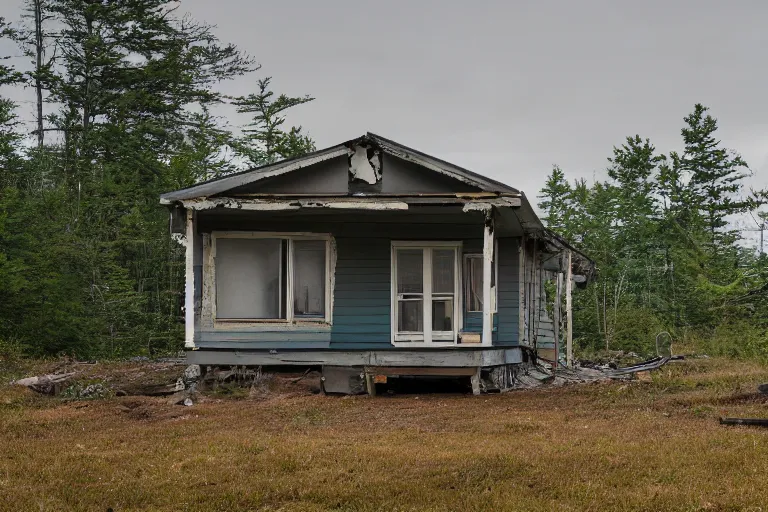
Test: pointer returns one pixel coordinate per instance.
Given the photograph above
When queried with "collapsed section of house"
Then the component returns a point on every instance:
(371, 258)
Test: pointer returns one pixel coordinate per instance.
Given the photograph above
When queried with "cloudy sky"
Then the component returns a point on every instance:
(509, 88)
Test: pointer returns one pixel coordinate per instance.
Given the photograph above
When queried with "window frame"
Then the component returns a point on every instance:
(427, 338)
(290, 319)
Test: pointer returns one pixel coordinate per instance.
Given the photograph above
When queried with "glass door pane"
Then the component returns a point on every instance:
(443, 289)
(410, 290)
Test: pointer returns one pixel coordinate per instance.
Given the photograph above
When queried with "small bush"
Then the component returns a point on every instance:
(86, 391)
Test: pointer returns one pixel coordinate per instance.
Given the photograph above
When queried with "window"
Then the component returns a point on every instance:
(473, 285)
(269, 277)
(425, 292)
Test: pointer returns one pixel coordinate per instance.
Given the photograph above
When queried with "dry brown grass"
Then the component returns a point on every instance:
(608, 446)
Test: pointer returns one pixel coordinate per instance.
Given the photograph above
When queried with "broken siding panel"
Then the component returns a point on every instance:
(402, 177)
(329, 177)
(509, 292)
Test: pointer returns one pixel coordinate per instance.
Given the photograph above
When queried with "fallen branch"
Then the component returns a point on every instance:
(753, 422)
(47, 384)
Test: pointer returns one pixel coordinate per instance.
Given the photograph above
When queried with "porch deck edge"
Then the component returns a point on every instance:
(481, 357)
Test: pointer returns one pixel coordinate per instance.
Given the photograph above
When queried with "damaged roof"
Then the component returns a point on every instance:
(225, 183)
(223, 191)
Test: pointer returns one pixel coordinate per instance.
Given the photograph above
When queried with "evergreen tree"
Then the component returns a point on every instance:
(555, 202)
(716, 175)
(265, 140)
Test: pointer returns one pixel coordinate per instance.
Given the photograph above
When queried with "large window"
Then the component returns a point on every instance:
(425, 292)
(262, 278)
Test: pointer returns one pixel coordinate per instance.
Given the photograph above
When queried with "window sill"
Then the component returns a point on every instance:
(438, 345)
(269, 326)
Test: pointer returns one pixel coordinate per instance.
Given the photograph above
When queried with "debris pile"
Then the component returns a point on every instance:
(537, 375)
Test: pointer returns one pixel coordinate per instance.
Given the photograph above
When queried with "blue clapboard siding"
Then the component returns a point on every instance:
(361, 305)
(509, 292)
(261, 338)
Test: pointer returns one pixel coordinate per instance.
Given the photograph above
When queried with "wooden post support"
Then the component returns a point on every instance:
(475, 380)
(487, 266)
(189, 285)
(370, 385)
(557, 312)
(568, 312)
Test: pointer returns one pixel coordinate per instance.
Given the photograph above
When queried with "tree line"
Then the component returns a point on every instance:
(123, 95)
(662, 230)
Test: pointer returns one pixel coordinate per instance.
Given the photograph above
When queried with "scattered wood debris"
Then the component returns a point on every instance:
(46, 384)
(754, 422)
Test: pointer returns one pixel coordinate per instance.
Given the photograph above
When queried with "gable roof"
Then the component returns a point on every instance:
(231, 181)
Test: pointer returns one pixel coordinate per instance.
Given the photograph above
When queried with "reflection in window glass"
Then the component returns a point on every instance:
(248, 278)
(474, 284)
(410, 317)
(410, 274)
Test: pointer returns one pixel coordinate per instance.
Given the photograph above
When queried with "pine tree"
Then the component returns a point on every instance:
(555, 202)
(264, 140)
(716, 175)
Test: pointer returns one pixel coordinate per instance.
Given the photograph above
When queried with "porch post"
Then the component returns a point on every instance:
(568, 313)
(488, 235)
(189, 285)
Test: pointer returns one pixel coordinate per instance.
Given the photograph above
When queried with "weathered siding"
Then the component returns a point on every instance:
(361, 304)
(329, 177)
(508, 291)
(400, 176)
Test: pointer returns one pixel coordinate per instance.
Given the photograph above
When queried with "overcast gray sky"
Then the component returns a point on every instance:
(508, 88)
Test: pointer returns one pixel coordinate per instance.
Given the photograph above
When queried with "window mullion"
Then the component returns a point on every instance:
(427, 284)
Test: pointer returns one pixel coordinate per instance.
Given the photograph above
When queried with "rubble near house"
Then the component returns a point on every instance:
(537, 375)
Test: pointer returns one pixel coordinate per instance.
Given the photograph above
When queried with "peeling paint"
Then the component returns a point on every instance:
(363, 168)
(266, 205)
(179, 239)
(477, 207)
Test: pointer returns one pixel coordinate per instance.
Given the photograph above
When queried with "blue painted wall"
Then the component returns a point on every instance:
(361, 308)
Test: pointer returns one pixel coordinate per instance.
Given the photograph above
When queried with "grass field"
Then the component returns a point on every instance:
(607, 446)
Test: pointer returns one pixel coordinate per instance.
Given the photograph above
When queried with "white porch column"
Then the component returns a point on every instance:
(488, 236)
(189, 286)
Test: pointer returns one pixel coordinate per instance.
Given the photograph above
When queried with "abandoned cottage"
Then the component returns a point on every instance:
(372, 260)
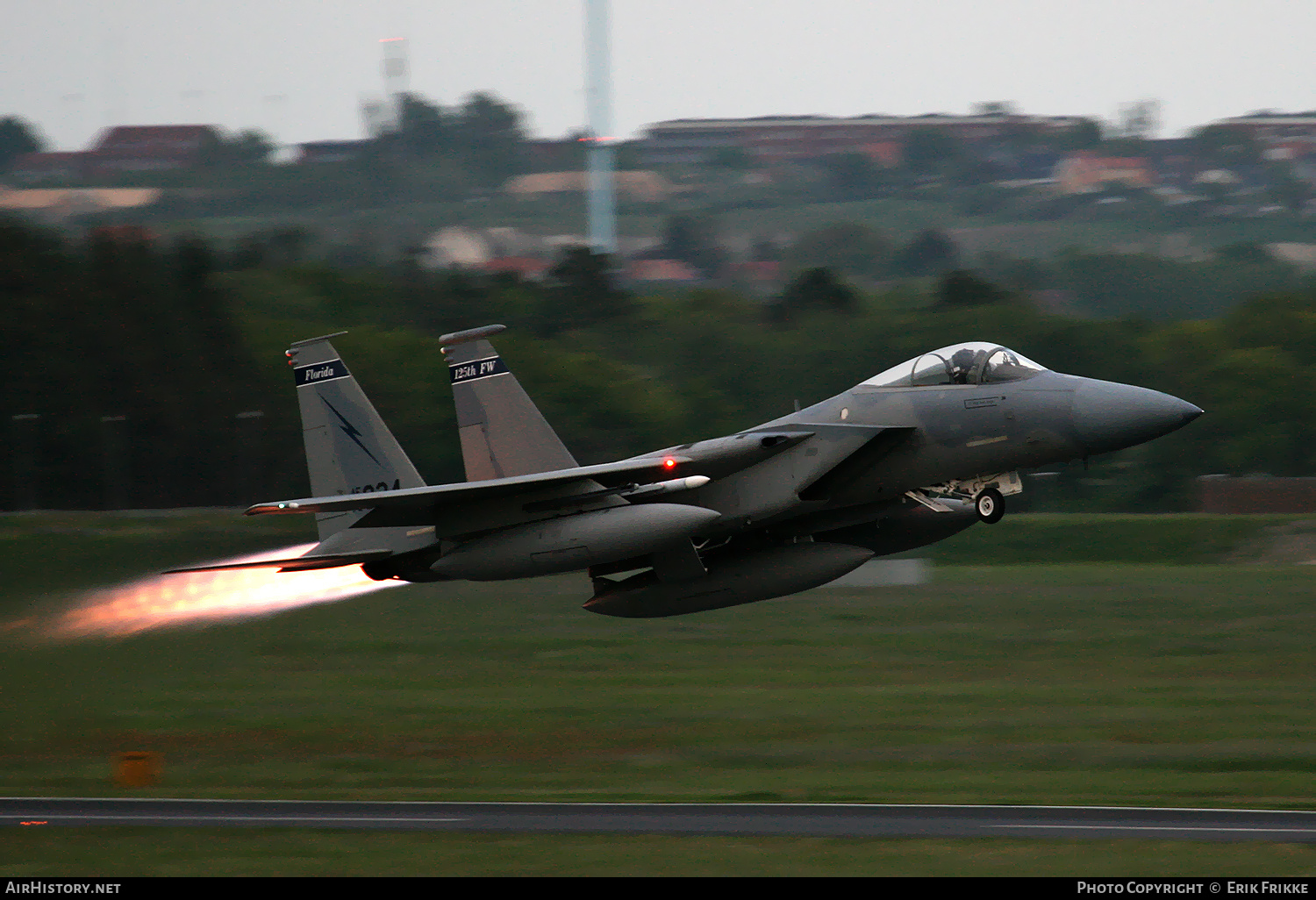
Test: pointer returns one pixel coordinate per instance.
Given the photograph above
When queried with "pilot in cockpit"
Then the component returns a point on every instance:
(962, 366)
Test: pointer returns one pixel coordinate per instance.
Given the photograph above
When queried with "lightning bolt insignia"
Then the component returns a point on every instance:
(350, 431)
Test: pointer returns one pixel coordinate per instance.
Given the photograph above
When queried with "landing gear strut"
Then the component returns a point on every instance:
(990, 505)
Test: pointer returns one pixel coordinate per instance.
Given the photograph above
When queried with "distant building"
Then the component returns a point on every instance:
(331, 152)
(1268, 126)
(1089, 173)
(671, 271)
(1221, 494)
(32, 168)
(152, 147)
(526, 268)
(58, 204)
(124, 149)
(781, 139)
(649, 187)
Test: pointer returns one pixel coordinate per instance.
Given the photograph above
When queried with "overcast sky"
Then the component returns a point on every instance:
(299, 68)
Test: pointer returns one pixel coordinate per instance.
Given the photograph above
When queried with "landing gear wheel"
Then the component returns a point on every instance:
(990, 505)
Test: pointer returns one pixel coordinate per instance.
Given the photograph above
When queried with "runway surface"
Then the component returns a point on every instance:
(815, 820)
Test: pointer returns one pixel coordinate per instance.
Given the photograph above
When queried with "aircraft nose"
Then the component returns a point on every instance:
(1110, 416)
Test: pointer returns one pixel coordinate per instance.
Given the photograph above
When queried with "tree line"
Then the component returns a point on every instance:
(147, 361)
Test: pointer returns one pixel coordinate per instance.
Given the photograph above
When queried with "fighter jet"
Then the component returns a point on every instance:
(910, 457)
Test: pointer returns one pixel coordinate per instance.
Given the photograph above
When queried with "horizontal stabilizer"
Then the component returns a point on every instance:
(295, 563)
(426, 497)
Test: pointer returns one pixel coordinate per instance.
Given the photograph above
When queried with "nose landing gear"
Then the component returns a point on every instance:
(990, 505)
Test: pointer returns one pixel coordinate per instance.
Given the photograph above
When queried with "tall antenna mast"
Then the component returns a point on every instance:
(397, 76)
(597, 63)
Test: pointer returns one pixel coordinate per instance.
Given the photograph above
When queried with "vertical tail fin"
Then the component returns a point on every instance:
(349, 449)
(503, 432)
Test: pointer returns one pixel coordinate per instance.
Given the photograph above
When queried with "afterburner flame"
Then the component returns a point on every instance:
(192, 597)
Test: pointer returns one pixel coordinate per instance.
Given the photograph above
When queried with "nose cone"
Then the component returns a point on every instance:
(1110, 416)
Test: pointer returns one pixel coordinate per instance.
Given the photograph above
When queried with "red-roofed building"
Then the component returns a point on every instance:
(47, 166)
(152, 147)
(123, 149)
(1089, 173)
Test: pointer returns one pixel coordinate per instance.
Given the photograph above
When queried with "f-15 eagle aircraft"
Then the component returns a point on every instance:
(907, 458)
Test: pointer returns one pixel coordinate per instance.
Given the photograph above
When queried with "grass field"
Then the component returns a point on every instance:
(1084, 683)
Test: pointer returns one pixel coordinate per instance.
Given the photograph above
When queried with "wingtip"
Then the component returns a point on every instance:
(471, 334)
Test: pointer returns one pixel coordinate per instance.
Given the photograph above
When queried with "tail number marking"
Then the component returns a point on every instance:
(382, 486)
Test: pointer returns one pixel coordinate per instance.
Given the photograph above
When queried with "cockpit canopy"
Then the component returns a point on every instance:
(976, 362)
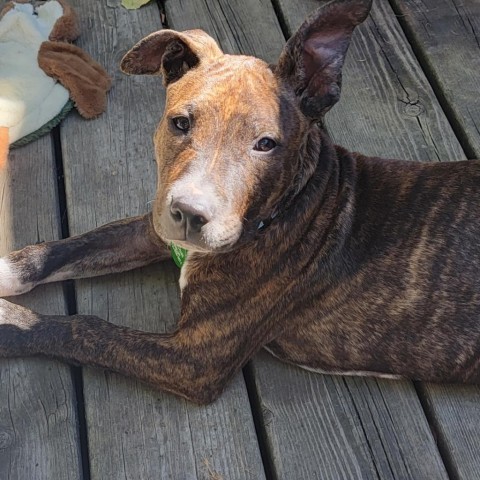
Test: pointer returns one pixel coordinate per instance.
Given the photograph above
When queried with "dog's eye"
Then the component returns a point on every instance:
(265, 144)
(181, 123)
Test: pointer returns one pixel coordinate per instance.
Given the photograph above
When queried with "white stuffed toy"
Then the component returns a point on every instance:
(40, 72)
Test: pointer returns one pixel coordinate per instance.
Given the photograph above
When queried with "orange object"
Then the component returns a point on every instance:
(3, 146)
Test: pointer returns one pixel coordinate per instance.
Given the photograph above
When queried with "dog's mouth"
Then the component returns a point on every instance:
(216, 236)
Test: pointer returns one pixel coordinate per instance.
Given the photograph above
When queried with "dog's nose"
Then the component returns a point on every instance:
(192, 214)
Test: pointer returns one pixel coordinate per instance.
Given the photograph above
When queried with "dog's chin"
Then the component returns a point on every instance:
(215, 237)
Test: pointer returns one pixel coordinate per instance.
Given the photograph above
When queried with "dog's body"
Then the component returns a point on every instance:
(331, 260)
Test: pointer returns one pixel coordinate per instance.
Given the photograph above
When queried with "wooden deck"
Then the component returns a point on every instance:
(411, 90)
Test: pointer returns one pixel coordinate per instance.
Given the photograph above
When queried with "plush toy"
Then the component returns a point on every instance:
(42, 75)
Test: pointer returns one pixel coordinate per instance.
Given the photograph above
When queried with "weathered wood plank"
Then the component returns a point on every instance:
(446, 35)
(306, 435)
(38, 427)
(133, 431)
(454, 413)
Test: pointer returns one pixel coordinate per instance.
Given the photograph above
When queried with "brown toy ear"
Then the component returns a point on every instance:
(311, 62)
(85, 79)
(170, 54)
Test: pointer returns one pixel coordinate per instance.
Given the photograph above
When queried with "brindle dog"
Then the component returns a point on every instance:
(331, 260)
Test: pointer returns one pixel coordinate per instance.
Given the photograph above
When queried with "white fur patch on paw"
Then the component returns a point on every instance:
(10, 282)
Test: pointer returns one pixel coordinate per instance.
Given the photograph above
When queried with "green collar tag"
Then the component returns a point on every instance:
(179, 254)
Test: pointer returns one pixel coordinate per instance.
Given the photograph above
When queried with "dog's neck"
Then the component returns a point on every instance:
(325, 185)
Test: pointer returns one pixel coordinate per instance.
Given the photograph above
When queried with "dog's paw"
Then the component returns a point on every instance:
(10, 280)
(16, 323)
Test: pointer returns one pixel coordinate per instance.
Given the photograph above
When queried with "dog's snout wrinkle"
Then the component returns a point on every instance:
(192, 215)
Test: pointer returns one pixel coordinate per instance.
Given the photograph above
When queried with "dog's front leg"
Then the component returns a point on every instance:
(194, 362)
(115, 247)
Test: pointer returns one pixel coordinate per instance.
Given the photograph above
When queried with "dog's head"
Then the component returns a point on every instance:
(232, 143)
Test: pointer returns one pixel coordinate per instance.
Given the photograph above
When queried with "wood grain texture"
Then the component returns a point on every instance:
================================
**WORK TASK**
How many lines of the entries hold the word "wooden"? Respond with the number alone.

**SOLUTION TO THIS EXERCISE**
2